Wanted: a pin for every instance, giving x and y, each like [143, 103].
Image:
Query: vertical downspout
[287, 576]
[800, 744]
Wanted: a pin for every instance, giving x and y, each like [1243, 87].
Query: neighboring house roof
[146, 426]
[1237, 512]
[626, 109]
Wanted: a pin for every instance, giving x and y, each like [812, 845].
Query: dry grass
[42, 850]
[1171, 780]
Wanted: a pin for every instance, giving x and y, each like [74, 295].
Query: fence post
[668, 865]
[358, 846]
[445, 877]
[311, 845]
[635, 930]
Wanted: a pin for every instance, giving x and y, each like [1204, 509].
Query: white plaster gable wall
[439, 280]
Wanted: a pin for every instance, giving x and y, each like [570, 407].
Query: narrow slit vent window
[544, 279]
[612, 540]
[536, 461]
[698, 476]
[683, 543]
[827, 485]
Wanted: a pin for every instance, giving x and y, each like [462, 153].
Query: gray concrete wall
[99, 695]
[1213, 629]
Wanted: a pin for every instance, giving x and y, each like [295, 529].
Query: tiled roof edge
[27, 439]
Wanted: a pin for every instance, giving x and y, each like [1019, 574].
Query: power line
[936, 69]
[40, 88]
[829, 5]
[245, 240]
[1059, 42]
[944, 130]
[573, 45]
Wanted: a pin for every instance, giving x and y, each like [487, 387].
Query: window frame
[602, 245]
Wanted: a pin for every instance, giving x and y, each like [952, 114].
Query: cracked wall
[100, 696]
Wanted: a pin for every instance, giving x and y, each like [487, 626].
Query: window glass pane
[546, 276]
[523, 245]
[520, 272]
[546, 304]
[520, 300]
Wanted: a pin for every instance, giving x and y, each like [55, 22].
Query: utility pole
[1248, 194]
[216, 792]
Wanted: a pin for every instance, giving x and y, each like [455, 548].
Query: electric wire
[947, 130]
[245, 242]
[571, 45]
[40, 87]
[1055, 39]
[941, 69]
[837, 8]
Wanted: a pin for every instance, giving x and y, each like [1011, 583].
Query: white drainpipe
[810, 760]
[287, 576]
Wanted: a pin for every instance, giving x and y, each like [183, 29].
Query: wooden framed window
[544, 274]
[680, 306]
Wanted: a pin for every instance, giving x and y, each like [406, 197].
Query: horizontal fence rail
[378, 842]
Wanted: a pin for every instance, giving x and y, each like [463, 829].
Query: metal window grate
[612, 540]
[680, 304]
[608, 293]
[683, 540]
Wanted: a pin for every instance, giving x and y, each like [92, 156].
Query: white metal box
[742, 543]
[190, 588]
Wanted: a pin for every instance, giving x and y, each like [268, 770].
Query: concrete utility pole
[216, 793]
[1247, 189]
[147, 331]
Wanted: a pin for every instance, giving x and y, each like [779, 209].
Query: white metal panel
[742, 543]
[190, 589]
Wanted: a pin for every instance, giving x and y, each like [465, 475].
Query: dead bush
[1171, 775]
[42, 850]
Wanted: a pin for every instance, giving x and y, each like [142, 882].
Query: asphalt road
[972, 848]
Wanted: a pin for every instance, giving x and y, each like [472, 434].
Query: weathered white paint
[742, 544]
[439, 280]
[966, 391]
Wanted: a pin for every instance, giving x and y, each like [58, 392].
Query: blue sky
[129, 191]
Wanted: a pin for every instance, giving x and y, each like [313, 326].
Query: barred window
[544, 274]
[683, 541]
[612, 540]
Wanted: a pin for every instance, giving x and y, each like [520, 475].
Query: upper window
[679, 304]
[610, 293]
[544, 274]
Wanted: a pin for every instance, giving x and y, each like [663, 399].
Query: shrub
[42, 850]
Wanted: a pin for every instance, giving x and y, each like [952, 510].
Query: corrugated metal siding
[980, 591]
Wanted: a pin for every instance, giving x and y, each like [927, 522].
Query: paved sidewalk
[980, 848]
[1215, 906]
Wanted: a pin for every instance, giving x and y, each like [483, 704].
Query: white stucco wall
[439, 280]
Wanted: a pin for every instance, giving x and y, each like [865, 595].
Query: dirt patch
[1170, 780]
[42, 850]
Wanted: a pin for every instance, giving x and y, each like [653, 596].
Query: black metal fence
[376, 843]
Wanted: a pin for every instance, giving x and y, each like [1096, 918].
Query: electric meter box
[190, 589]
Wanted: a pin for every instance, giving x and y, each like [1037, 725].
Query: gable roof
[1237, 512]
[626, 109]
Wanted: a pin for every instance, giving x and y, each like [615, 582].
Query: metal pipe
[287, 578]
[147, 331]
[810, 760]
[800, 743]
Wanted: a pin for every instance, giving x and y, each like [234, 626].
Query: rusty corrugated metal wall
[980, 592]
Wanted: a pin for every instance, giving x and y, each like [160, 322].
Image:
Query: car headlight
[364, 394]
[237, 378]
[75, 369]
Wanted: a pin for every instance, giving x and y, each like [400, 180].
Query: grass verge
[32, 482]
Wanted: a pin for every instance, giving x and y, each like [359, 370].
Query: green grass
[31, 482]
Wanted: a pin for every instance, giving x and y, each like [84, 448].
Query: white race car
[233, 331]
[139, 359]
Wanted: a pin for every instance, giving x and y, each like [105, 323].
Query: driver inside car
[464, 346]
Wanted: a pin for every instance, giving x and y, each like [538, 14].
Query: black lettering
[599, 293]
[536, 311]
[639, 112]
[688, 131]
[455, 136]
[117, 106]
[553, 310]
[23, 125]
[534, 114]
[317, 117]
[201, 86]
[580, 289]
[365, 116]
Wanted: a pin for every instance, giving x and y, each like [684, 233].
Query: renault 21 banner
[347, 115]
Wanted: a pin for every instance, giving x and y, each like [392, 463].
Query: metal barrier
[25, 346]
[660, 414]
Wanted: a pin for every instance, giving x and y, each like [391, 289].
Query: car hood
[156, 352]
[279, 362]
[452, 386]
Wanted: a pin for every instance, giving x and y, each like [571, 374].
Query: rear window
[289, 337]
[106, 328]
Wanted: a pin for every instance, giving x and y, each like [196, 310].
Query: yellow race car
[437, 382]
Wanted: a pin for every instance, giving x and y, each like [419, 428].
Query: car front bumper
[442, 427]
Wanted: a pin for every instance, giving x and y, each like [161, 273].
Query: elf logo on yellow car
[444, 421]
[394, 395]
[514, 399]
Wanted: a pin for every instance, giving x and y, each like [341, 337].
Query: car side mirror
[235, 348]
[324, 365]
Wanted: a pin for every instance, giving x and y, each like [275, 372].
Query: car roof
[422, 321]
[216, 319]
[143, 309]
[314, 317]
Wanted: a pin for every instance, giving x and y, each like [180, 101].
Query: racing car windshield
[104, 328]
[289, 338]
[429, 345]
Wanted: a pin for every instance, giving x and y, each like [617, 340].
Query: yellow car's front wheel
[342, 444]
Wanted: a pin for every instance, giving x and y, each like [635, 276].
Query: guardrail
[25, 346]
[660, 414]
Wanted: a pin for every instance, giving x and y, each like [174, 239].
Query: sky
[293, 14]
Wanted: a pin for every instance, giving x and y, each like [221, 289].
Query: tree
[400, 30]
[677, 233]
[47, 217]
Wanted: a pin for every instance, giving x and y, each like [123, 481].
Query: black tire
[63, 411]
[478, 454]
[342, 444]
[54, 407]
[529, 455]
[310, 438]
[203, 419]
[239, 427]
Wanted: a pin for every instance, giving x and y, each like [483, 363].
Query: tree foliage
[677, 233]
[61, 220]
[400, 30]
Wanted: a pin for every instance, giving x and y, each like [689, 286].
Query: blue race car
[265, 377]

▬▬▬▬▬▬

> _PROBLEM DETAILS_: Reproduce every one of the rows above verbatim, from the first to the last, without altering any character.

> _SOLUTION TO THIS PROBLEM_:
Wanted: a pin for every instance, giving x and y, each like [143, 103].
Image:
Query: vertical downspout
[287, 576]
[800, 744]
Wanted: a pin for every instance, giving x and y, each like [1243, 87].
Query: neighboring house roof
[146, 426]
[1237, 512]
[626, 109]
Wanted: a pin for every instance, giving x and y, each like [812, 845].
Query: dry grass
[42, 850]
[1171, 780]
Wanted: a pin for every instance, giving x and y, each like [74, 295].
Query: fence post
[668, 865]
[358, 846]
[445, 877]
[311, 845]
[635, 930]
Wanted: a pin for every instance, giving x and y, each like [1204, 509].
Query: white plaster gable wall
[439, 280]
Wanted: a pin for every instance, giving x and y, each like [570, 407].
Query: narrow slit vent window
[544, 279]
[612, 540]
[536, 461]
[698, 476]
[683, 543]
[827, 485]
Wanted: a pin for every instance, giving x and y, each like [462, 153].
Query: gray concrete wall
[99, 695]
[1213, 629]
Wanted: a pin for every instance, giving x and y, each like [295, 529].
Query: tiled roof edge
[27, 439]
Wanted: a pin for every instance, giving x and y, each like [1019, 574].
Query: power line
[936, 69]
[40, 88]
[829, 5]
[245, 240]
[1059, 42]
[944, 130]
[573, 45]
Wanted: a pin for every instance, giving x and y, each like [487, 387].
Query: window frame
[602, 245]
Wanted: a pin for every instance, giving x and y, each like [952, 114].
Query: cracked wall
[100, 696]
Wanted: a pin for every instance, giving x and y, each like [487, 626].
Query: window glass pane
[546, 276]
[523, 245]
[520, 272]
[546, 304]
[520, 300]
Wanted: a pin for every instance, giving x and y, each like [55, 22].
Query: utility pole
[1248, 194]
[216, 792]
Wanted: a pin for every instance, giving x and y, each like [455, 548].
Query: electric wire
[947, 130]
[245, 242]
[571, 45]
[40, 87]
[1055, 39]
[941, 69]
[837, 8]
Wanted: a pin for every instance, giving x and y, each like [1011, 583].
Query: white drainpipe
[810, 760]
[287, 576]
Wanted: a pin for every instance, giving x and y, each like [183, 29].
Query: wooden framed window
[544, 274]
[680, 306]
Wanted: a pin for every instance, giving x and y, each like [406, 197].
Query: horizontal fence rail
[378, 842]
Wanted: a pin for every instance, giving x and y, each like [463, 829].
Query: metal window grate
[612, 540]
[680, 304]
[608, 293]
[683, 540]
Wanted: a pin for every instance, giving x and y, each like [92, 156].
Query: white metal box
[742, 543]
[190, 588]
Wanted: a pin for every instance, giving x and y, each like [268, 770].
Query: concrete utility pole
[216, 793]
[1247, 189]
[147, 331]
Wanted: a pin for every instance, giving x and y, each like [779, 209].
Query: white metal panel
[742, 543]
[190, 589]
Wanted: a pin for every instance, giving x and y, each like [465, 475].
Query: dead bush
[1171, 775]
[42, 850]
Wanted: a pin for every instance, giving x and y, each like [142, 882].
Query: asphalt road
[972, 848]
Wanted: a pin for every instance, giving x and y, each like [472, 434].
Query: weathered white paint
[742, 544]
[439, 280]
[966, 391]
Wanted: a pin for every instance, giving x and y, each like [58, 392].
Query: blue sky
[129, 191]
Wanted: a pin for every instance, giving x and y, each like [313, 326].
Query: barred window
[544, 274]
[683, 541]
[612, 540]
Wanted: a pin for every instance, giving x and y, each like [520, 475].
Query: upper window
[679, 304]
[610, 293]
[544, 274]
Wanted: a pin for every instance, giving x and y, each like [663, 399].
Query: shrub
[42, 850]
Wanted: a pin for every instance, giving x and y, each like [952, 510].
Query: corrugated metal siding
[980, 591]
Wanted: a pin for every instance, giving x and y, each like [927, 522].
Query: paved sidewalk
[980, 848]
[1215, 906]
Wanted: a pin for every instance, giving x and y, each like [483, 704].
Query: white stucco wall
[439, 280]
Wanted: a pin for every instance, giving x and y, each like [865, 595].
Query: dirt patch
[1170, 780]
[42, 850]
Wanted: a pin for every instance, giving x and y, each like [653, 596].
Query: black metal fence
[376, 843]
Wanted: a pin for every instance, giving x and y, each like [1096, 918].
Query: electric meter box
[190, 589]
Wanted: a pin for every instance, giving x and y, each like [1037, 725].
Query: gable roof
[1237, 512]
[626, 109]
Wanted: a pin for every instance, giving x and y, each like [615, 582].
Query: metal pipe
[287, 578]
[147, 331]
[810, 760]
[800, 743]
Wanted: a pin for every instance, giving x and y, each like [234, 626].
Query: rusty corrugated metal wall
[980, 592]
Wanted: a pin for every instance, giving x and y, each like [160, 322].
Image:
Query: car headlight
[364, 394]
[237, 378]
[75, 369]
Wanted: a pin for every instance, giving x and y, each like [400, 180].
Query: grass verge
[32, 482]
Wanted: a pin for every instance, giving x and y, each like [359, 370].
Query: green grass
[31, 482]
Wanted: a pin for every instance, giving x and y, each like [84, 448].
Query: white race car
[233, 331]
[139, 359]
Wanted: a pin for every instance, giving x and y, each like [105, 323].
Query: driver inside car
[464, 346]
Wanted: a pin for every instance, giving x and y, each like [538, 14].
Query: black lettering
[599, 293]
[536, 311]
[639, 112]
[688, 131]
[455, 136]
[117, 106]
[553, 310]
[23, 125]
[534, 114]
[317, 117]
[201, 86]
[580, 289]
[365, 116]
Wanted: a pin for every instance, giving x and y, each like [684, 233].
Query: renault 21 banner
[347, 115]
Wanted: a pin for every instance, giving x and y, each like [392, 463].
Query: metal barrier
[25, 346]
[660, 414]
Wanted: a pin for every instance, giving x and y, each like [391, 289].
Query: car hood
[156, 352]
[279, 362]
[452, 386]
Wanted: a pin for every instance, giving x and y, each like [571, 374].
Query: rear window
[289, 337]
[106, 328]
Wanted: a pin for every instance, giving x and y, each like [196, 310].
Query: yellow race car
[437, 382]
Wanted: a pin for every instance, giving x and y, each like [419, 428].
Query: car front bumper
[442, 427]
Wanted: a pin for every instance, giving x and y, each like [161, 273].
Query: elf logo on yellow car
[444, 421]
[394, 395]
[514, 399]
Wanted: a pin for every instance, giving x and y, each like [341, 337].
Query: car side mirror
[235, 348]
[324, 365]
Wanted: a pin for every instance, giving x and y, each like [275, 372].
Query: car roof
[422, 321]
[216, 319]
[143, 309]
[314, 317]
Wanted: a pin for every instance, giving x and y, each like [180, 101].
Query: racing car windshield
[104, 328]
[289, 338]
[429, 345]
Wanted: a pin for every instance, giving x and y, each like [617, 340].
Query: yellow car's front wheel
[342, 444]
Wanted: a pin for every instance, giving x and y, each like [635, 276].
Query: guardrail
[25, 346]
[660, 414]
Wanted: a pin for every instance, giving x and y, each like [174, 239].
Query: sky
[293, 14]
Wanted: a pin for every instance, giving x and y, each like [221, 289].
Query: tree
[400, 30]
[677, 233]
[47, 217]
Wanted: a pin for every instance, giving x and y, each like [123, 481].
Query: black tire
[63, 411]
[478, 454]
[342, 444]
[54, 407]
[529, 455]
[310, 438]
[203, 419]
[239, 427]
Wanted: a pin for every instance, giving x and y, each like [483, 363].
Query: tree foliage
[677, 233]
[61, 220]
[400, 30]
Wanted: a pin for every instance, giving x and y, each like [689, 286].
Query: blue race car
[265, 377]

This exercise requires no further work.